>>
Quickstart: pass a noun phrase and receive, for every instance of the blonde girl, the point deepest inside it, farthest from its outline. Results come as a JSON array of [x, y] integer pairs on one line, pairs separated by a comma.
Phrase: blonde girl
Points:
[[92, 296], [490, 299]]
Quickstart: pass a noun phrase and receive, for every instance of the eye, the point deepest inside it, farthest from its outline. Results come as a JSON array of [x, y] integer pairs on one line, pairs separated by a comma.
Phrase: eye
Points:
<<
**PROBLEM DETAILS**: Each line of the records above should be copied exactly.

**YOUR SOLUTION**:
Quickstart: pass a noun phrase and receive, for every instance of the blonde girl, the point deepest inside it, farthest from its outline. Results come as a JSON array of [x, y] integer pairs on one line, pairs separated by a comma.
Phrase: blonde girl
Points:
[[92, 296], [490, 299]]
Quickstart: pass a noun phrase and receive, for every instance of the eye, the point deepest inside it, farthest from its outline. Results come as a JSON array of [x, y] integer pairs on one line, pairs separated by a comma.
Phrase: eye
Points:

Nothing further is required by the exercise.